# DIRECTION:
Give the data a second time, exactly and in full.

# EXCERPTED DATA:
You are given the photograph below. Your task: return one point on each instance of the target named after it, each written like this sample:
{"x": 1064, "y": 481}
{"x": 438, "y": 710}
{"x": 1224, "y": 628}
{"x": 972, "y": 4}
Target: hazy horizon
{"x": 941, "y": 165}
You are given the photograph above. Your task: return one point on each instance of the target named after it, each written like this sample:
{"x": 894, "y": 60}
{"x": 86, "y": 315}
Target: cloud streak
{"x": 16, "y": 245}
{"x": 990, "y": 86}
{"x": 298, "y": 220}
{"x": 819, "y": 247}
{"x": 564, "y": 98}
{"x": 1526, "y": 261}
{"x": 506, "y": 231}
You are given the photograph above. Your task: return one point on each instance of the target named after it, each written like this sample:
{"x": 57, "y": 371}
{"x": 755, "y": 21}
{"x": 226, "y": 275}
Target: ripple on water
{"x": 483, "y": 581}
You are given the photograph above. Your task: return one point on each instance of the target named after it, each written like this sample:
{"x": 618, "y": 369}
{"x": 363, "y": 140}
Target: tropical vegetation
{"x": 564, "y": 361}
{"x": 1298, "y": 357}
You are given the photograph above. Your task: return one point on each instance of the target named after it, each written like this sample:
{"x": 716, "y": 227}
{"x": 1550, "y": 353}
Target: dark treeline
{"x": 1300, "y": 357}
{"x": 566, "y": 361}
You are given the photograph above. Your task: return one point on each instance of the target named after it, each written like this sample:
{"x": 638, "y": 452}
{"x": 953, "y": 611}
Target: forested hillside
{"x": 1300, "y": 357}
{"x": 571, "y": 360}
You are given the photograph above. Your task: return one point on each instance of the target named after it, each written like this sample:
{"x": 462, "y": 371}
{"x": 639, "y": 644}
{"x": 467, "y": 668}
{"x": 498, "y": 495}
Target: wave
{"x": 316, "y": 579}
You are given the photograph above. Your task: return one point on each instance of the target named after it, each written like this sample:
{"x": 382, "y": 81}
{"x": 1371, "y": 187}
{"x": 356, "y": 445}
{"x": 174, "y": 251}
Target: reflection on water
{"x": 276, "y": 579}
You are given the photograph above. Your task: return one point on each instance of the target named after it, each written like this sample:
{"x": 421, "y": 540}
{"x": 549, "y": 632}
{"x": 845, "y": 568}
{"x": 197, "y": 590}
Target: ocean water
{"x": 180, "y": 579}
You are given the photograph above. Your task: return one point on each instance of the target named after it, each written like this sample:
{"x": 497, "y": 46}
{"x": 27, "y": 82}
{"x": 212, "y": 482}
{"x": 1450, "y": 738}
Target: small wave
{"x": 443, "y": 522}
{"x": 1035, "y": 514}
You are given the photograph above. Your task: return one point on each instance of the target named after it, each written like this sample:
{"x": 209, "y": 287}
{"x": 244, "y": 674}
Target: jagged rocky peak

# EXERCISE ANSWER:
You are given the photograph below. Your task: return one point on each instance of the target named after it, each written like this sample:
{"x": 1064, "y": 481}
{"x": 438, "y": 710}
{"x": 1224, "y": 628}
{"x": 972, "y": 4}
Target: hazy horizon
{"x": 941, "y": 165}
You are given the photograph above. Your task: return one point on each instance of the target named after it, each written like this sample:
{"x": 894, "y": 60}
{"x": 86, "y": 315}
Target: cloud streak
{"x": 16, "y": 245}
{"x": 990, "y": 86}
{"x": 298, "y": 220}
{"x": 819, "y": 247}
{"x": 564, "y": 98}
{"x": 1526, "y": 261}
{"x": 506, "y": 231}
You are given the photograph above. Your task: return one point on each instance of the target named after it, each written like this sample:
{"x": 57, "y": 371}
{"x": 755, "y": 21}
{"x": 226, "y": 275}
Target: ripple on water
{"x": 483, "y": 581}
You are given the photograph above. Your task: return one point on each instance of the target named after it, each written like this sample:
{"x": 618, "y": 369}
{"x": 363, "y": 140}
Target: tropical vegetation
{"x": 564, "y": 361}
{"x": 1298, "y": 357}
You are given the photograph above. Your task: return one point on each instance of the target named after it, each written like this sample:
{"x": 716, "y": 227}
{"x": 1550, "y": 353}
Target: dark treeline
{"x": 1300, "y": 357}
{"x": 566, "y": 361}
You are given the photograph above. Your task: return one point on each instance of the target named after it, each written like this sample:
{"x": 638, "y": 452}
{"x": 953, "y": 611}
Target: forested hillside
{"x": 1300, "y": 357}
{"x": 571, "y": 360}
You are given the photograph above. Your task: return one point on each instance of the target named after it, each written like this sample:
{"x": 462, "y": 371}
{"x": 639, "y": 644}
{"x": 467, "y": 668}
{"x": 498, "y": 495}
Target: wave
{"x": 316, "y": 579}
You are given the photograph above. Your task: return one point on each instance of the target named after it, each written like this sample:
{"x": 382, "y": 81}
{"x": 1371, "y": 187}
{"x": 356, "y": 445}
{"x": 174, "y": 251}
Target: reflection on water
{"x": 276, "y": 579}
You are given the photograph above. Your task: return one point on each instance of the target named after it, each written like this sample:
{"x": 421, "y": 540}
{"x": 549, "y": 632}
{"x": 845, "y": 568}
{"x": 197, "y": 590}
Target: ocean water
{"x": 180, "y": 579}
You are given the photograph above. Your task: return one point on each instance of the target named after it, each written like this sample:
{"x": 497, "y": 46}
{"x": 27, "y": 82}
{"x": 212, "y": 482}
{"x": 1450, "y": 738}
Target: small wave
{"x": 443, "y": 522}
{"x": 1035, "y": 514}
You are given the photograph above. Your task: return one point on each instance of the target named after it, each written like this sample:
{"x": 209, "y": 287}
{"x": 244, "y": 674}
Target: jagged rocky peak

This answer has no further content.